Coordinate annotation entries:
··········

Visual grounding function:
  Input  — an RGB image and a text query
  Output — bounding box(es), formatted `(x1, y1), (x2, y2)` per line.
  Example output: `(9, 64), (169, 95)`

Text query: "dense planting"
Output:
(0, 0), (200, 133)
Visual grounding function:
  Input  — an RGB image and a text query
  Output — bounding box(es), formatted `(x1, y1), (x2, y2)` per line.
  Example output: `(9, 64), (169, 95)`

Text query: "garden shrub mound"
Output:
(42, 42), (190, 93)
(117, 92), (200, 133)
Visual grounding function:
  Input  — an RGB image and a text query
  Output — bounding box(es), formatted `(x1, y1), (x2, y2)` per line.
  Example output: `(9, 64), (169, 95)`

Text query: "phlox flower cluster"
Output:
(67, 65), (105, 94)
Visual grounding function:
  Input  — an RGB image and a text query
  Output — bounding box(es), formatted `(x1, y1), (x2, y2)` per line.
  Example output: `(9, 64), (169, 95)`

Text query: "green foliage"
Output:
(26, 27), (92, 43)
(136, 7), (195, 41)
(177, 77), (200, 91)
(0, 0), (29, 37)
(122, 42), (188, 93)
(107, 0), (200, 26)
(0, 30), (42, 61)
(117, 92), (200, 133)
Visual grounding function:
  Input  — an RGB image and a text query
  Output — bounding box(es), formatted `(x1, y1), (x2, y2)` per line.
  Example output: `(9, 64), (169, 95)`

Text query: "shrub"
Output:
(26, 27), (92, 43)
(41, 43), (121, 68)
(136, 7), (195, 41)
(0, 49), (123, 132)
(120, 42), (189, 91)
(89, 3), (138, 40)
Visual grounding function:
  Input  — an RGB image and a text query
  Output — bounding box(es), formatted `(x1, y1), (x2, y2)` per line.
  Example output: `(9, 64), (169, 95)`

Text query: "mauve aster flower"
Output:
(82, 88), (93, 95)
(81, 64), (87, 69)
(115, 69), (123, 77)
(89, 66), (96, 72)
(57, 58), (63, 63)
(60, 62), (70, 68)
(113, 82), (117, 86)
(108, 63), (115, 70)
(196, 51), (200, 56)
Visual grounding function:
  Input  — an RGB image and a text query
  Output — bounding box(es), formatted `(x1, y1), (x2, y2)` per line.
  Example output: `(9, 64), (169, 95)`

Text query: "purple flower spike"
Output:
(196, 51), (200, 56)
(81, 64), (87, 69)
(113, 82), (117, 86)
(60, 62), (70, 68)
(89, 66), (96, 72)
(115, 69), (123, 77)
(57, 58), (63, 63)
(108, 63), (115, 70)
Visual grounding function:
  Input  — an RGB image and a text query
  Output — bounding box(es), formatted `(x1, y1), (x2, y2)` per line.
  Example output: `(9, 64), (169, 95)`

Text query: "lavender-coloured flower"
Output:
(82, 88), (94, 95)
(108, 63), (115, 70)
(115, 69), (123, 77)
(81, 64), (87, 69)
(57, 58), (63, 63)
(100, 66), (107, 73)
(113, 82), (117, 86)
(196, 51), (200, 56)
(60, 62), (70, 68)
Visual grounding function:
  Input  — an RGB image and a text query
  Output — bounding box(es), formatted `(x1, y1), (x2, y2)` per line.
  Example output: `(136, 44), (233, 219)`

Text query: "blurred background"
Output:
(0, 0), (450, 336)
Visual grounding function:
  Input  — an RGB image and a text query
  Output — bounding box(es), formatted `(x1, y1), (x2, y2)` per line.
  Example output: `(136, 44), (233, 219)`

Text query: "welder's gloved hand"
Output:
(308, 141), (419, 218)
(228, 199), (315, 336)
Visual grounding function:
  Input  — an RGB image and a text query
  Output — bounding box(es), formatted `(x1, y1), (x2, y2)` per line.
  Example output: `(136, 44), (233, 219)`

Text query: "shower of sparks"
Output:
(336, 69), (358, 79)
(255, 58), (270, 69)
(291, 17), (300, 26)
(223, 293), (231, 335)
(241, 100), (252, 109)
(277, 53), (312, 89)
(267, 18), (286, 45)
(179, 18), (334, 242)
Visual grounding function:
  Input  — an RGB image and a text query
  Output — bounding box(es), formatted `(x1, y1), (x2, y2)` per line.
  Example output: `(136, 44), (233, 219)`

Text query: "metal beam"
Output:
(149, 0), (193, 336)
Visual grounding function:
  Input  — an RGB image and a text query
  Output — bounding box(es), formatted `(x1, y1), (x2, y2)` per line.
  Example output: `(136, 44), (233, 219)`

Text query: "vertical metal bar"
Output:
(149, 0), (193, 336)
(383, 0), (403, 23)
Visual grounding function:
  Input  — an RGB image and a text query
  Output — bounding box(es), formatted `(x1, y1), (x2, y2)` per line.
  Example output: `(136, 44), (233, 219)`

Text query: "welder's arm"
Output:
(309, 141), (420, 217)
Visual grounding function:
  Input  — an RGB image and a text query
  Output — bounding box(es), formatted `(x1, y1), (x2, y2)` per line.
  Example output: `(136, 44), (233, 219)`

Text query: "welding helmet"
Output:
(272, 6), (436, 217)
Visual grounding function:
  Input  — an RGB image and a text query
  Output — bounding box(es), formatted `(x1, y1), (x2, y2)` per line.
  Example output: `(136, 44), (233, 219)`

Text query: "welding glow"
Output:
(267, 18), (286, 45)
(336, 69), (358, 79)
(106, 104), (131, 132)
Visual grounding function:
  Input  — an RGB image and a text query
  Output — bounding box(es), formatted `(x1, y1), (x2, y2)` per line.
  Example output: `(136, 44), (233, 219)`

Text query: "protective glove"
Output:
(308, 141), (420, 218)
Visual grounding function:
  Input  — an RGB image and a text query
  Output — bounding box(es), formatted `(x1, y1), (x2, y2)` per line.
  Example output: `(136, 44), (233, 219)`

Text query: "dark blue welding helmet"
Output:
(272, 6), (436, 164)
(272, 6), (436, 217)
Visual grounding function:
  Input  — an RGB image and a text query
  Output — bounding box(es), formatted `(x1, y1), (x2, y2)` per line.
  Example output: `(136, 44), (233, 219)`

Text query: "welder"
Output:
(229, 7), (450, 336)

··········

Goal
Rewrite everything from the first line through the line holding "(0, 0), (200, 133)", inclusive, requests included. Shift each coordinate in the answers by adding 119.

Solution to this exercise
Visual grounding function:
  Input  — an RGB image and a text query
  Output — bounding box(es), formatted `(x1, y1), (x2, y2)` per line.
  Example output: `(9, 64), (169, 95)`

Text query: "dense planting"
Output:
(119, 119), (319, 252)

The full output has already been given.